▶ Task goal: Could you reproduce, word for word, the stretch of the page-table walker thread below that begins at the words "That thing only" and stops after "can possibly apply."?
[Selected passage start]
On 9/26/19 10:16 PM, Linus Torvalds wrote:
On Thu, Sep 26, 2019 at 1:09 PM Thomas Hellström (VMware)
<thomas_os@xxxxxxxxxxxx> wrote:
That said, if people are OK with me modifying the assert in
pud_trans_huge_lock() and make __walk_page_range non-static, it should
probably be possible to make it work, yes.
I don't think you need to modify that assert at all.
That thing only exists when there's a "pud_entry" op in the walker,
and then you absolutely need to have that mmap_lock.
As far as I can tell, you fundamentally only ever work on a pte level
in your address space walker already and actually have a WARN_ON() on
the pud_huge thing, so no pud entry can possibly apply.
Well, we're working on supporting huge puds and pmds in the graphics
VMAs, although in the write-notify cases we're looking at here, we would
probably want to split them down to PTE level. But if we would want to
extend that or if we would want to make this interface general, we'd
probably want to support also a pud_entry callback.
Looking at zap_pud_range() which when called from unmap_mapping_pages()
uses identical locking (no mmap_sem), it seems we should be able to get
away with i_mmap_lock(), making sure the whole page table doesn't
disappear under us. So it's not clear to me why the mmap_sem is strictly
needed here. Better to sort those restrictions out now rather than when
huge entries start appearing.
So no, the assert in pud_trans_huge_lock() does not seem to be a
reason not to just use the existing page table walkers.
And once you get rid of the walking, what is left? Just the "iterate
over the inode mappings" part. Which could just be done in
mm/pagewalk.c, and then you don't even need to remove the static.
So making it be just another walking in pagewalk.c would seem to be
the simplest model.
Call it "walk_page_mapping()". And talk extensively about how the
locking differs a lot from the usual "walk_page_vma()" things.
Sure. Can do that.
Thanks,
Thomas
[Selected passage end]
[Supplied entries start]
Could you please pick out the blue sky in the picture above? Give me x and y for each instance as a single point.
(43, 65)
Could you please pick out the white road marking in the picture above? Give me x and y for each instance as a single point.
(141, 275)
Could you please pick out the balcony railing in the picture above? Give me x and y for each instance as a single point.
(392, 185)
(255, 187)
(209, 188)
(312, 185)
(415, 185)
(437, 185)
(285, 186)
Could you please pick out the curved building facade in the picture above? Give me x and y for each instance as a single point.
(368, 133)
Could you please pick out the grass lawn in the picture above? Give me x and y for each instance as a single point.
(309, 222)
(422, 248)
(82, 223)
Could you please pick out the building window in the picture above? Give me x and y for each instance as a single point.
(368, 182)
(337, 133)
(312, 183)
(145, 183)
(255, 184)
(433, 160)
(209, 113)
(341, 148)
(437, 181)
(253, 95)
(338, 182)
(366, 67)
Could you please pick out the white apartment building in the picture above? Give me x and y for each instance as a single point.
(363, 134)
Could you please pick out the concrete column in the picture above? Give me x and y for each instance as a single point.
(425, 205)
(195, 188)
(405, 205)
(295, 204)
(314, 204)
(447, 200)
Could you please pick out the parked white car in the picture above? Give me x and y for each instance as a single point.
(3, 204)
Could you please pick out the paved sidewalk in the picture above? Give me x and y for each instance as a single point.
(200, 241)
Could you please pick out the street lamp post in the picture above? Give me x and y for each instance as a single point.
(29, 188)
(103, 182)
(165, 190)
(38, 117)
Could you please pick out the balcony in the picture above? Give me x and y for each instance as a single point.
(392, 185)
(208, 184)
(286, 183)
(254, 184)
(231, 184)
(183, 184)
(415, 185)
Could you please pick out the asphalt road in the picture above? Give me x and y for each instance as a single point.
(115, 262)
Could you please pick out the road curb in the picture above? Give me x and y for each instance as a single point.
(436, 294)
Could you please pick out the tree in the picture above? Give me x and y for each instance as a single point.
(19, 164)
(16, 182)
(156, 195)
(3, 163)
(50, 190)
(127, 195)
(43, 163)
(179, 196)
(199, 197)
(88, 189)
[Supplied entries end]
▶ The result:
That thing only exists when there's a "pud_entry" op in the walker,
and then you absolutely need to have that mmap_lock.
As far as I can tell, you fundamentally only ever work on a pte level
in your address space walker already and actually have a WARN_ON() on
the pud_huge thing, so no pud entry can possibly apply.